* Extracted data entries
--*--
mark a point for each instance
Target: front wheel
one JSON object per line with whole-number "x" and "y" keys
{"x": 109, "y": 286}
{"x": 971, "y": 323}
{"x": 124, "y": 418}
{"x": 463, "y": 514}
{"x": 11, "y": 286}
--*--
* CHALLENGE
Return every line of these records as a JSON list of strings, with one string per line and no blank lines.

* SOLUTION TO THE EXERCISE
[
  "mark a point for each instance",
  "Target: front wheel",
  "one JSON object per line with whole-number \"x\" and \"y\" keys",
  "{\"x\": 109, \"y\": 286}",
  "{\"x\": 971, \"y\": 323}",
  "{\"x\": 124, \"y\": 418}",
  "{\"x\": 463, \"y\": 514}",
  "{\"x\": 11, \"y\": 286}"
]